**TEXT SHOWN**
The goal of this master project is to develop a system to support manual annotation of documents and linking of entities to database records. Manual annotation of textual documents is often necessary for building corpora to support training and evaluation of natural language processing applications. For instance, corpora have been developed for the extraction of a variety of entities, e.g., genes/proteins, as well as relationships, e.g., protein-protein interactions. Although there are many tools for document annotation [2], they do not suggest pre-annotations based on text mining and machine learning and do not provide real-time learning.
Curation tools support extracting data from text collections for a certain topic [1]. For instance, biological databases need to extract precise information from publications, which are further stored into their databases and made available to the users via a Web interface. This is a time-consuming and complex task which requires careful reading of many publications.
For performance purposes, the tool will be built on top of the SAP HANA in-memory database, given its potential for processing large datasets in real-time and its built-in text analysis functionalities. Interaction of the users with the system will be carried out by uploading a document or a collection of documents. The system will include a text mining pipeline for automatic processing of documents and suggestion of annotations. This pipeline will contain the following components: recognition of pre-defined entity types and
extraction of pre-defined relationships between two or more entity types.
Further, ongoing annotations will be used for active learning of user preferences, for updating predictions of annotations and indicating which document to annotate next. This learning process will rely on existing machine learning algorithms implemented in the SAP HANA database, which will need to be adapted for on-line learning. Implementation of state-of-the-art on-line learning algorithms will also be considered.

**RAW DATA**
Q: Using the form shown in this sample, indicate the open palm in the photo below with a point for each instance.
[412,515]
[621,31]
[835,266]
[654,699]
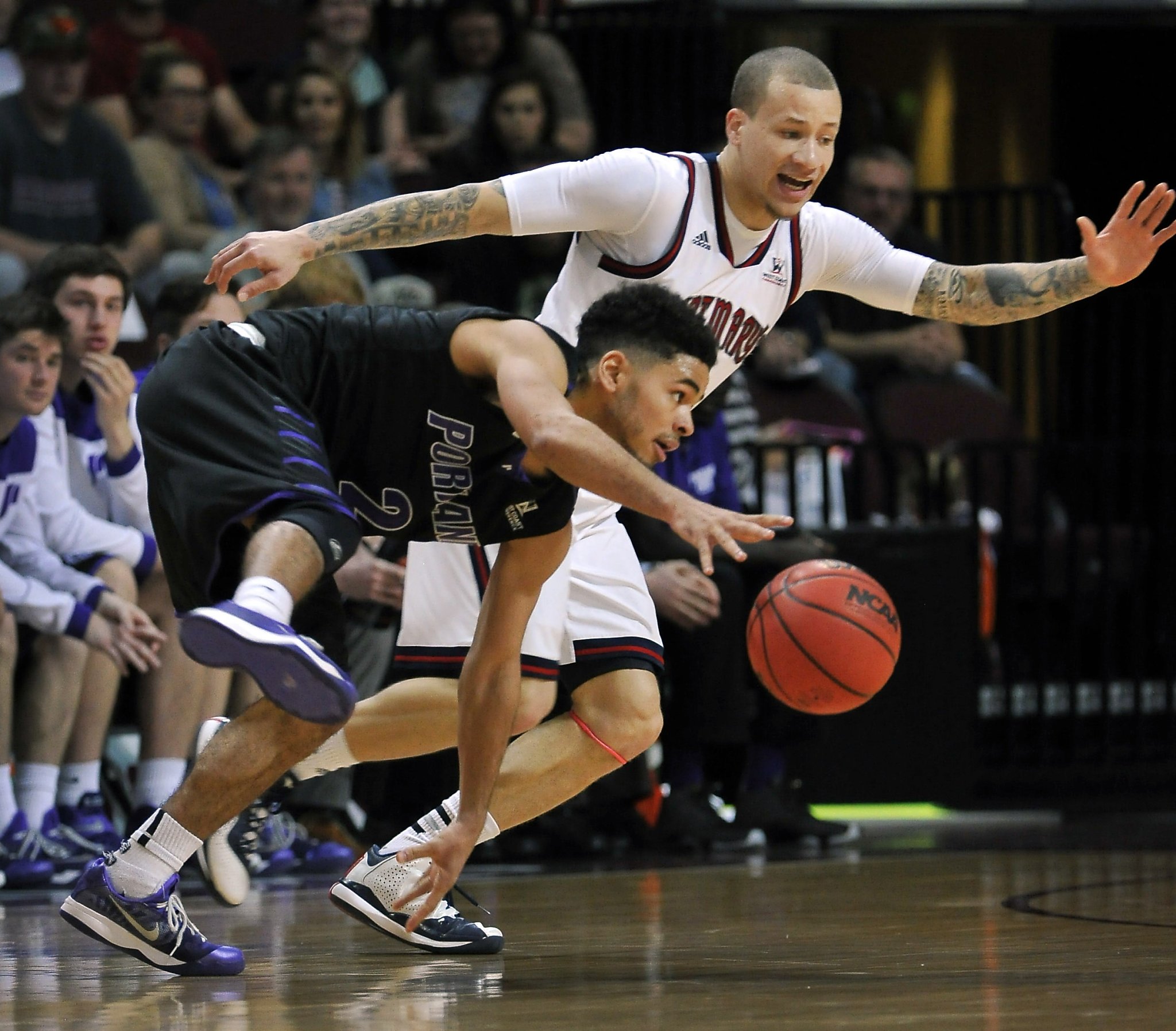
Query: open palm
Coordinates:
[1132,238]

**WORK INSTRUCTION A**
Can you summarize the project description in two sentences?
**WORK INSTRUCTION B**
According to the project description, which database will the tool be built on?
**WORK INSTRUCTION C**
Reproduce the passage of the project description starting at "For performance purposes, the" and ending at "more entity types.".
The records can be left aside; nothing here depends on them.

**RESPONSE AREA A**
The master project aims to develop a system that supports manual annotation of documents and linking of entities to database records, since existing annotation tools neither suggest pre-annotations from text mining and machine learning nor learn in real time. Built on the SAP HANA in-memory database, the system will run a text mining pipeline that recognizes entities and extracts relationships to suggest annotations, and it will use ongoing annotations for active learning of user preferences.

**RESPONSE AREA B**
The SAP HANA in-memory database.

**RESPONSE AREA C**
For performance purposes, the tool will be built on top of the SAP HANA in-memory database, given its potential for processing large datasets in real-time and its built-in text analysis functionalities. Interaction of the users with the system will be carried out by uploading a document or a collection of documents. The system will include a text mining pipeline for automatic processing of documents and suggestion of annotations. This pipeline will contain the following components: recognition of pre-defined entity types and
extraction of pre-defined relationships between two or more entity types.